• _Required work_
Quote exactly, and only, the lines from the one with "of the cloud" through the end of the listing.

• _Data in this exercise_
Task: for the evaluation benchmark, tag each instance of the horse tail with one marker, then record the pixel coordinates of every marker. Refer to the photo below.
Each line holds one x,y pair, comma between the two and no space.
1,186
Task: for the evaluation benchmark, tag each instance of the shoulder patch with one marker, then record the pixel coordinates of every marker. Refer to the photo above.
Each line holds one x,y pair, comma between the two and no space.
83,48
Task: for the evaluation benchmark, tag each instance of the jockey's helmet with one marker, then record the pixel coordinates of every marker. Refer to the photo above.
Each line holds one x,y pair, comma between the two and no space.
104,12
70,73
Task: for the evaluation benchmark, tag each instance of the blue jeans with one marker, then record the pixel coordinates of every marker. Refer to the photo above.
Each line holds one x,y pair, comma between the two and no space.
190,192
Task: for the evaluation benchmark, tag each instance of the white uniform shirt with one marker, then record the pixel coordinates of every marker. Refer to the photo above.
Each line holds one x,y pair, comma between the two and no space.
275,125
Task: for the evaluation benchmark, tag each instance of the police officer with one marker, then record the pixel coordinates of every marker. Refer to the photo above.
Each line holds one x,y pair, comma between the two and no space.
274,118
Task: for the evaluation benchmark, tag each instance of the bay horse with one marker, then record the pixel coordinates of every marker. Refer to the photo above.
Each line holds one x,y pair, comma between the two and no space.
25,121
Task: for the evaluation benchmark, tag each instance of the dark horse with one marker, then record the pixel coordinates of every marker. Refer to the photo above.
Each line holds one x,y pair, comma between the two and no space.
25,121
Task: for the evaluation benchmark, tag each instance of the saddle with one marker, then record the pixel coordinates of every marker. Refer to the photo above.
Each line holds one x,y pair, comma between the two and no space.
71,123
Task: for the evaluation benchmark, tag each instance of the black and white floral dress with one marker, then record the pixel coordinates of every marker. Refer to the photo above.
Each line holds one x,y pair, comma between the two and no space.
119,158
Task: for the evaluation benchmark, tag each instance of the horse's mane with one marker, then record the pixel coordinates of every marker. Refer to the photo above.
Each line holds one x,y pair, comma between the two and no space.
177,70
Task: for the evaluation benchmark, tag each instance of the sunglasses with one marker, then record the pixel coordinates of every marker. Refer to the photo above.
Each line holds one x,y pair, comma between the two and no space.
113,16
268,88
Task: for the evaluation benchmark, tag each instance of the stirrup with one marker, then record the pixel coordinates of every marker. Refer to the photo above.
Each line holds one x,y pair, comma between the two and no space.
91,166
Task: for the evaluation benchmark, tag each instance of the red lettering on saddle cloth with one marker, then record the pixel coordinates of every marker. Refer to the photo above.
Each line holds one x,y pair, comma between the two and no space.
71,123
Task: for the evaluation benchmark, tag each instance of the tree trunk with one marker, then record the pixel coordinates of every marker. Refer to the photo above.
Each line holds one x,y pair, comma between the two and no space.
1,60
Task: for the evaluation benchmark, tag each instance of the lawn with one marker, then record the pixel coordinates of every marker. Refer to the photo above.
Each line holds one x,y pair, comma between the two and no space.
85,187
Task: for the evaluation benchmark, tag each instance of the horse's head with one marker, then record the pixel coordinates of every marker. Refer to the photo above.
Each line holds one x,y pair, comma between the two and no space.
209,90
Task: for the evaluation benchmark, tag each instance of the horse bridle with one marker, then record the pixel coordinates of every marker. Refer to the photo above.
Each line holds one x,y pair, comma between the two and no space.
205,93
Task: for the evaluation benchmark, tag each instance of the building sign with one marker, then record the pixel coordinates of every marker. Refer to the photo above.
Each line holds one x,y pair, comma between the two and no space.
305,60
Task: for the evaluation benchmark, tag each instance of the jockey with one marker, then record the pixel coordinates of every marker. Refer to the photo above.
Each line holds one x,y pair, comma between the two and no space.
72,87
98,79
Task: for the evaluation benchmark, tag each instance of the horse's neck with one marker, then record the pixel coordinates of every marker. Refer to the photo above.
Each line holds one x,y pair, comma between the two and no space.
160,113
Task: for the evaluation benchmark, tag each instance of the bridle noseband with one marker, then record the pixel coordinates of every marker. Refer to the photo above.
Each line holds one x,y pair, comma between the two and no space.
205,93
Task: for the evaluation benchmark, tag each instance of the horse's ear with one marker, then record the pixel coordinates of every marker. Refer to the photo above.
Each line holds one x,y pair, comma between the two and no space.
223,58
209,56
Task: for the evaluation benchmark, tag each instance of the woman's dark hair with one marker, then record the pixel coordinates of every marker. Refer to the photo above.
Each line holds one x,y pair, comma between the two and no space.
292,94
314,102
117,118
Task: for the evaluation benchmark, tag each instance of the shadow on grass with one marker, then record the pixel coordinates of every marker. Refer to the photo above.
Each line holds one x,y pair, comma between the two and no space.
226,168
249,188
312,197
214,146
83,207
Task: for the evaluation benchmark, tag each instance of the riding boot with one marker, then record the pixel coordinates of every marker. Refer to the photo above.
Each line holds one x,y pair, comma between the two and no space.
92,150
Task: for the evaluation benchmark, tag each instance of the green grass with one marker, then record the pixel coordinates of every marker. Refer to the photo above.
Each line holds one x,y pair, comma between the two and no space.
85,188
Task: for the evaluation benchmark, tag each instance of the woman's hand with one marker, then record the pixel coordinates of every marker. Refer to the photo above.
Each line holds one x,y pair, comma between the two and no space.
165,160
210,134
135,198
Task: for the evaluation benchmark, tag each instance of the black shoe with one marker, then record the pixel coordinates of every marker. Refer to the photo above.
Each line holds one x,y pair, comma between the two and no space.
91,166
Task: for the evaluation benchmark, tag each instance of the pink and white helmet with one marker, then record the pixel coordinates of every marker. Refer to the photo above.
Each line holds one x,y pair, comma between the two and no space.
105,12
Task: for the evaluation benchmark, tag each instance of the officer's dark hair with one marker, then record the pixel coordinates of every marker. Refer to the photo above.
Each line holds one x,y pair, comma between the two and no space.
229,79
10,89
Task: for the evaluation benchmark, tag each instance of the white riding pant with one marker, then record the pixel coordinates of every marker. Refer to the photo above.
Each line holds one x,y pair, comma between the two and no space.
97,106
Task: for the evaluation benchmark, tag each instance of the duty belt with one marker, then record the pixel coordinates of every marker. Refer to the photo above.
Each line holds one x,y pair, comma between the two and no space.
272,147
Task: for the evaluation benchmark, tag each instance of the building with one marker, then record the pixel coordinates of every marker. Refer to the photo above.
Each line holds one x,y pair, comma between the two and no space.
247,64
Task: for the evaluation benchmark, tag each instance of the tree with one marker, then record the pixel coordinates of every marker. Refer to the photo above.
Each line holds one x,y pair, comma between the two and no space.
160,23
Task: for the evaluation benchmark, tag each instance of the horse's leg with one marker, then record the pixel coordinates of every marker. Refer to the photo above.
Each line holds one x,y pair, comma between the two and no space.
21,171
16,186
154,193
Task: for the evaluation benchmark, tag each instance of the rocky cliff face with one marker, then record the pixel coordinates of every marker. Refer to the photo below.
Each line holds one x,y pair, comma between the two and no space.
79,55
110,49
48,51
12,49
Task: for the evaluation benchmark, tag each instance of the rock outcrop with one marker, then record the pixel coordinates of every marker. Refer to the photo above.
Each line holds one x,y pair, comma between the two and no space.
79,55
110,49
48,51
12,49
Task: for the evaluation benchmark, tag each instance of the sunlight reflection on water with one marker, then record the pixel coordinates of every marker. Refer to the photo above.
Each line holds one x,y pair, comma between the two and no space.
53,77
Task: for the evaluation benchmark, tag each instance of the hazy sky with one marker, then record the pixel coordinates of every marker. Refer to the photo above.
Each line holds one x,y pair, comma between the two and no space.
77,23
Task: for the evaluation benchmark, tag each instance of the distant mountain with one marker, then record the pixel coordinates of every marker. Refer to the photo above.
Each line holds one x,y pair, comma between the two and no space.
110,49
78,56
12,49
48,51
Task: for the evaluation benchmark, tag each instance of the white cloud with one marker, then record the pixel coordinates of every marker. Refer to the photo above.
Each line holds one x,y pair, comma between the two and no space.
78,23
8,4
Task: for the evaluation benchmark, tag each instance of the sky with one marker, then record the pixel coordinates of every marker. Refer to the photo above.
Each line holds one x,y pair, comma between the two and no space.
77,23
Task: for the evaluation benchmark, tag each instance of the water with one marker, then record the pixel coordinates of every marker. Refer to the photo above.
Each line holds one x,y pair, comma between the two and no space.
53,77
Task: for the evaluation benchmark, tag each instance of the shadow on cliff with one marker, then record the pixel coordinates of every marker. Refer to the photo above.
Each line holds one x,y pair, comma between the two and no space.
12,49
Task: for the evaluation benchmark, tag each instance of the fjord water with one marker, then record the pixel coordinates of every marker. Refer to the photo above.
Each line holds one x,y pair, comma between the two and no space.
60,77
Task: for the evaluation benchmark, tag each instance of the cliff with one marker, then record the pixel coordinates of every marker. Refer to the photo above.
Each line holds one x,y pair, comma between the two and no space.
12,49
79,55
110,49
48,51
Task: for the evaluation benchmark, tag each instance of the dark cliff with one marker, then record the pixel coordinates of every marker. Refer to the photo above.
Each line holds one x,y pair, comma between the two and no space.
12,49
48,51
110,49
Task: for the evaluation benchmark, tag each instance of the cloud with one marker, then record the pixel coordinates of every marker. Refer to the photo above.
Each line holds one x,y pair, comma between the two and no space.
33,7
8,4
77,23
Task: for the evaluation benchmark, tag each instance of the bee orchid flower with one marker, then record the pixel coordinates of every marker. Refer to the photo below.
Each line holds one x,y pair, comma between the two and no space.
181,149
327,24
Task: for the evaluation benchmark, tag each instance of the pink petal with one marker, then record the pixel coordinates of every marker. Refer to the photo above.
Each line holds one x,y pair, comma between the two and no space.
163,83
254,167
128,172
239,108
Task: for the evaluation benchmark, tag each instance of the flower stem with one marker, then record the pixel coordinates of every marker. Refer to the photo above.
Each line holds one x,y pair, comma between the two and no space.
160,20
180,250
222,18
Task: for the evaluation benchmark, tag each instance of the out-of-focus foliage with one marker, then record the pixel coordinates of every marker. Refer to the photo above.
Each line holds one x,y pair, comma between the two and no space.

• _Exercise output_
Task: for the evaluation benchmark, tag each instance of the cloud with one marker, then record the pixel coordinates of every marker. Refer to the photo above.
Each line holds one x,y pair, comma between the two and no space.
33,7
8,4
77,23
Task: for the evaluation benchmark, tag each instance of the bee orchid flower with one marker, then record the pixel coordinates of every marker. Refer to the photo below.
Each line holds one x,y pair, comma between the two and no space.
181,149
327,24
Task: for the evaluation benchmark, tag each instance of the pink petal with one marker, then record the pixel coordinates of every marker. Refer to the photo above.
Each line holds one x,y pair, comma between the two and no space.
163,83
254,167
128,172
239,108
Task: for the evaluation benchmark, tag each instance of the flower stem with one marker, then record the pixel coordinates of every marker. Refer to the photo above.
Each line holds one x,y pair, comma between the two and no space.
160,20
180,250
222,18
Task: for the evaluation benchmark, tag each instance of the out-of-focus foliage with one marker, then record the pixel coordinates of every marker. Refer to the photo above.
Each line holds one x,y pair, comma between the two and no space.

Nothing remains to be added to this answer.